Records from a data collection:
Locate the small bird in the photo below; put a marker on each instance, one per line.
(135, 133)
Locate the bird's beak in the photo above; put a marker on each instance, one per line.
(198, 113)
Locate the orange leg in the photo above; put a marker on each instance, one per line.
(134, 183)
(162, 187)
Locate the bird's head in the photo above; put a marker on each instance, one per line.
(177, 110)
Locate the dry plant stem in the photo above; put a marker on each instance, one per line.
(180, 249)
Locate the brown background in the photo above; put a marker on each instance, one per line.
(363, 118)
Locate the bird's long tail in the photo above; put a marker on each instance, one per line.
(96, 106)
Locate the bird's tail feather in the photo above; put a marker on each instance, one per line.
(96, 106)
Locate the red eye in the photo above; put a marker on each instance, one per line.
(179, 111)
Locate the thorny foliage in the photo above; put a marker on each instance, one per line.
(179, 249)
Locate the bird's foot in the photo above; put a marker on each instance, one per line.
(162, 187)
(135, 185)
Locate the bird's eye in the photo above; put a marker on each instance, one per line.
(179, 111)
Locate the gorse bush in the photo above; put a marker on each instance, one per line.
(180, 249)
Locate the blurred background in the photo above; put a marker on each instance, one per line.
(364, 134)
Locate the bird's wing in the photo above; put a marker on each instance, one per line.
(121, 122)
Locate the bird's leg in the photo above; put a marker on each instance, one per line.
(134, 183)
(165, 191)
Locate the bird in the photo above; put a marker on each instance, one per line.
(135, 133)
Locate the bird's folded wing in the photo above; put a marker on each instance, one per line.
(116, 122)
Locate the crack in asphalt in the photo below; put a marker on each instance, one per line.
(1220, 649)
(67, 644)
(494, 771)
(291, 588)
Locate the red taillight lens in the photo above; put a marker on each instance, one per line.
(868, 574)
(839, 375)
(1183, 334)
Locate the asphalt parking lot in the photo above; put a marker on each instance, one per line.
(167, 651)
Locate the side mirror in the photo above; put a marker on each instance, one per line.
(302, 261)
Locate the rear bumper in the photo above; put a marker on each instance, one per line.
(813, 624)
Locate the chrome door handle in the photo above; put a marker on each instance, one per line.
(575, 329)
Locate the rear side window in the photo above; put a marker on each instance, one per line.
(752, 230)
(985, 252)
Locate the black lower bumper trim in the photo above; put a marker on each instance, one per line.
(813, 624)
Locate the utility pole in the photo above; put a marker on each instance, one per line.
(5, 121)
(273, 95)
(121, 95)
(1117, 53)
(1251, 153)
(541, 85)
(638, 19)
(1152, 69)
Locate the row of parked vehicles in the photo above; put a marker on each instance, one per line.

> [WHAT TO DO] Without changing a single character, write out all of the entries.

> [EXERCISE SOLUTION]
Locate the small bird in the photo below; put a marker on each instance, one per line.
(135, 133)
Locate the bird's beak in the photo above; put a marker on each instance, one per line.
(198, 113)
Locate the orange leg in the photo above; put a marker on each instance, one per line.
(134, 183)
(162, 187)
Locate the bird's head in the photo above; put a marker on each instance, one per line.
(177, 110)
Locate the dry plant stem in the photo above; put a marker on each instance, one per line.
(180, 249)
Locate the brown background in the photo above; put a marker on each instance, one per line.
(363, 118)
Locate the bird's long tail in the photo above; put a marker on each instance, one per line.
(96, 106)
Locate the bird's tail feather in the photo above; put a marker on each instance, one per line.
(96, 106)
Locate the red eye in the photo above; put a marker on each instance, one per line.
(179, 111)
Locate the thorny foliage in the photo above; put a marker on each instance, one per line.
(179, 249)
Locate the bird's foot in the photo above; put a marker on each instance, one per line.
(162, 187)
(135, 185)
Locate the bird's eye in the photo above; put a marker on each instance, one per line.
(179, 111)
Locate the gorse bush in the photo above; put a marker on each instance, one per line.
(180, 249)
Locate the blurred background in the photo above; put a marker on each instance, one per line.
(364, 134)
Locate the bird's wing in the photo above; put a marker on each instance, one per line.
(121, 122)
Locate the bird's leg in the photo above; put a marker on each instance, one per line.
(134, 183)
(165, 191)
Locate the bird in the photo above; put a marker on each instance, one per line.
(135, 133)
Locate the bird's folded wing in the photo above; put a marker on each instance, one per line.
(116, 122)
Locate the crack in asphalt in the photo below; put a marker on each instance, one per line.
(1220, 649)
(67, 644)
(494, 771)
(291, 588)
Locate the red taillight lens in the photo above; put a marker on each instance, one per line.
(868, 574)
(839, 375)
(1183, 334)
Locate the asphalt parking lot in the photo above; put a marker on each instance, one per line.
(167, 651)
Locate the side mirror in the photo above; put a marker on each instance, one per line.
(302, 261)
Locate the rear bumper in the photo above; put a marker on each instance, one per line.
(813, 624)
Locate the chrome door handle in the photo above; put a marker on each instance, one per line.
(575, 329)
Locate the rear side window in the photo above; put a marker on each instance, one per line.
(752, 230)
(985, 252)
Locate the black lower bumper trim in the photo above; put a marker on each instance, one per line.
(813, 624)
Locate the utility pole in the photo above; put a marker on each instance, one per line.
(5, 121)
(273, 95)
(121, 95)
(1117, 53)
(1251, 153)
(541, 85)
(638, 19)
(1152, 69)
Locate the row of parked vehicles in the photo above; put a marker on each instance, one per line.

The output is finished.